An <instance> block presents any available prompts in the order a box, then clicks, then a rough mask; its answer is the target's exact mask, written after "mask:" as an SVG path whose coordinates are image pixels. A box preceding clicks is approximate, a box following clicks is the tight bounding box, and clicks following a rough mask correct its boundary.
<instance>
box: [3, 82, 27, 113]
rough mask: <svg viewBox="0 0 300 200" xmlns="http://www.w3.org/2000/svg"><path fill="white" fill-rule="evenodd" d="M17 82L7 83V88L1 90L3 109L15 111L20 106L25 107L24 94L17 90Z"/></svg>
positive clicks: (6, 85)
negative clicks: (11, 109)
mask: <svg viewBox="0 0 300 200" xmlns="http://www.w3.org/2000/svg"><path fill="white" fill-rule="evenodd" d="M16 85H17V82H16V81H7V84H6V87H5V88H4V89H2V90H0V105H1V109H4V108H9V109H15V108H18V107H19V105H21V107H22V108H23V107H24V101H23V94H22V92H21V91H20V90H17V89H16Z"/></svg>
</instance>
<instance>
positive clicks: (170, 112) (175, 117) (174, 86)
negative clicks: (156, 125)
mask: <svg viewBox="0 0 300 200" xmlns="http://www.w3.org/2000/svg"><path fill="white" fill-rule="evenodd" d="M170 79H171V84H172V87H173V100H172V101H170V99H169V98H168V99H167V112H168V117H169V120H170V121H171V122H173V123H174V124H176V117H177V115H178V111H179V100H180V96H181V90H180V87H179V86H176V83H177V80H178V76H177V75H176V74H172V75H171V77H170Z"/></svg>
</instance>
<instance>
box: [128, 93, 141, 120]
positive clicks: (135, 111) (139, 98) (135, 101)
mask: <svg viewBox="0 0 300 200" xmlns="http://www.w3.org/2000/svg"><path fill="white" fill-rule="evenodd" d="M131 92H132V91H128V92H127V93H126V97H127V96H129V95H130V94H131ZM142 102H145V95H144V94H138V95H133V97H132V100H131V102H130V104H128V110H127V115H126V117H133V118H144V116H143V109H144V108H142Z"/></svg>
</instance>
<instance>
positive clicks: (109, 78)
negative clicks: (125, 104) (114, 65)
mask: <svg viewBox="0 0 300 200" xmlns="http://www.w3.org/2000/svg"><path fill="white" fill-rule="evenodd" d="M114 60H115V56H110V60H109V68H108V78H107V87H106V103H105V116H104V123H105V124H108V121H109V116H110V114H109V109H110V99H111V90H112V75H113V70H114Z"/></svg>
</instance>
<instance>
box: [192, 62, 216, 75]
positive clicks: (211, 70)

════════════════

Problem description: When a line in the material above includes the word "rough", copy that line.

Written response:
An <instance> block presents any available prompts in the order a box, then clicks, then a rough mask; its answer is the target's exact mask, written after "mask:" as an SVG path whose coordinates are image pixels. A box preceding clicks is approximate, a box following clicks is the tight bounding box, and clicks following a rough mask correct its boundary.
rough mask: <svg viewBox="0 0 300 200" xmlns="http://www.w3.org/2000/svg"><path fill="white" fill-rule="evenodd" d="M17 82L7 83V88L1 90L3 109L15 111L20 106L25 107L24 94L17 90Z"/></svg>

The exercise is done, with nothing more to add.